▶ [RAW RECORDS]:
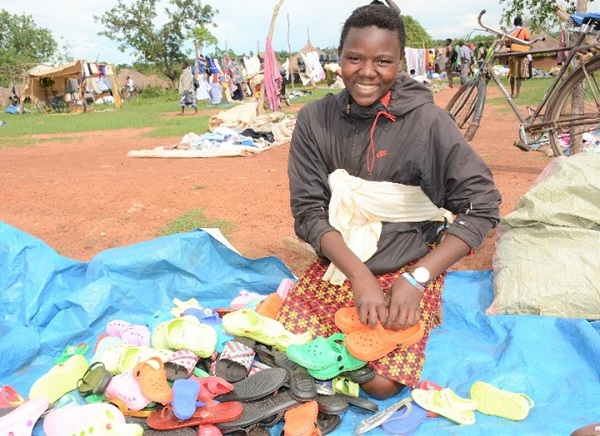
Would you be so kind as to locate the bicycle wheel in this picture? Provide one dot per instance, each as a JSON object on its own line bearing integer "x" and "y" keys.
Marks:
{"x": 574, "y": 110}
{"x": 466, "y": 106}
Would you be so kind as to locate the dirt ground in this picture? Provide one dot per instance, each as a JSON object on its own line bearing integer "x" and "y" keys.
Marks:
{"x": 85, "y": 195}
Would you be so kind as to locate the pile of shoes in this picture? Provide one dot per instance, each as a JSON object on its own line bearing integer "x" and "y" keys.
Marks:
{"x": 232, "y": 370}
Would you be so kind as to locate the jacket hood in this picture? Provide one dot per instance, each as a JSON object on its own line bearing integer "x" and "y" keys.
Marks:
{"x": 407, "y": 94}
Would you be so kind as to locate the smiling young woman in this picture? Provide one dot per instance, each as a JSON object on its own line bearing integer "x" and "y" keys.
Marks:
{"x": 377, "y": 173}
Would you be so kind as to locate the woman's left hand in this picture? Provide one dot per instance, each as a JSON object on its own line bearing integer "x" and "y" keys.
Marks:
{"x": 403, "y": 302}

▶ [THE TASK]:
Add 88 to every x and y coordinate of the points, then write out the entire material again word for word with only those numbers changed, leaving the pictures out.

▶ [OUTPUT OF THE EXERCISE]:
Would you be so kind as to locate the bicycle wheel in this picture? Provide one dot per instance, each as a JSON object on its own line bearing integer "x" and "y" keys.
Marks:
{"x": 662, "y": 198}
{"x": 554, "y": 194}
Would you be so kind as to locate the dirt ground in this picture? Provide one dot per instance, each as a JSON object on its own line bearing integer "x" and "y" keys.
Marks:
{"x": 173, "y": 283}
Would you be so kind as to locate the pile of shoes in this picture? Provide one dot per instance, each as a JSON object on its own line bearing integer "x" and "y" keys.
Marks:
{"x": 320, "y": 458}
Would you be so kind as to locate the jacket hood in this picture? Provide one dot per instance, each as a JSON object on its own line bearing integer "x" and "y" keys.
Marks:
{"x": 495, "y": 182}
Would you be so kind as to locate the smiling young woman in this picture? Provide one dot per instance, each as a JSON object on its own line bearing integer "x" and "y" keys.
Marks:
{"x": 465, "y": 261}
Would you be so kind as to locate the woman's left hand in this picture? Provide one dot per instance, each as a JSON object on its own line bearing integer "x" and "y" keys.
Marks:
{"x": 491, "y": 390}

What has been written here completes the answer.